Holiday Closure

Ravinder Ruprai

- / James Gallery

An ongoing series, The Gold Boxes started during the spring of 2021. Experiencing great psychological and emotional unmooring, Ravinder Ruprai was in search of greater awareness and understanding around connectivity and relationality. The COVID-19 pandemic was ongoing, and the decline in global mental health seemed palpable. With a compromised immune system, this was a time of great isolation and trepidation for Ravinder, and many others. But, it also proved to be a time of immense creative focus.

During this time, Ravinder also began the journey of trauma counselling. She started to realize the long term consequences that trauma has on our emotional well being and dove into the field of epigenetics and the way that trauma is carried in the body. Trauma counselling also made the notion of compartmentalization crystal clear. Each of the gold boxes represents an embodied, experiential memory or related memories where the present is influenced by the past and the grief that we carry. With the urgent need and desire to release the grief, Ravinder found she could experience these memories as gifts—gifts of suffering, gifts of knowing and acknowledgement, gifts of mercy. She came to the beautiful and freeing realization that deep gratitude can exist in this grief. These things can co-exist. We are capable of transformation. We can take our grief and turn it into wisdom. We are capable of undoing the patterns and behaviours that have shaped our lives.

- _DATA PROVIDED_
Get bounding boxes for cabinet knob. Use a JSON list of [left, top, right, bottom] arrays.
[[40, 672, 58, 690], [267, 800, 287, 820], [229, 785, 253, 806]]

- _WHAT TO WORK ON_
1. In the exhibition text on The Gold Boxes:
(a) In what season and year did the series begin?
(b) What field did Ravinder dive into to understand how trauma is carried in the body?
(c) What does each of the gold boxes represent?
2. Could you quote the part of the exhibition text on The Gold Boxes that opens with the words "Holiday Closure" and closes with "immense creative focus."?
3. What kinds of gifts does the exhibition text on The Gold Boxes say Ravinder could experience her memories as? List them all.

- _ACTIVITY ANSWERS_
1.
(a) The spring of 2021.
(b) Epigenetics.
(c) An embodied, experiential memory or related memories where the present is influenced by the past and the grief that we carry.

2.
Holiday Closure

Ravinder Ruprai

- / James Gallery

An ongoing series, The Gold Boxes started during the spring of 2021. Experiencing great psychological and emotional unmooring, Ravinder Ruprai was in search of greater awareness and understanding around connectivity and relationality. The COVID-19 pandemic was ongoing, and the decline in global mental health seemed palpable. With a compromised immune system, this was a time of great isolation and trepidation for Ravinder, and many others. But, it also proved to be a time of immense creative focus.

3.
- Gifts of suffering
- Gifts of knowing and acknowledgement
- Gifts of mercy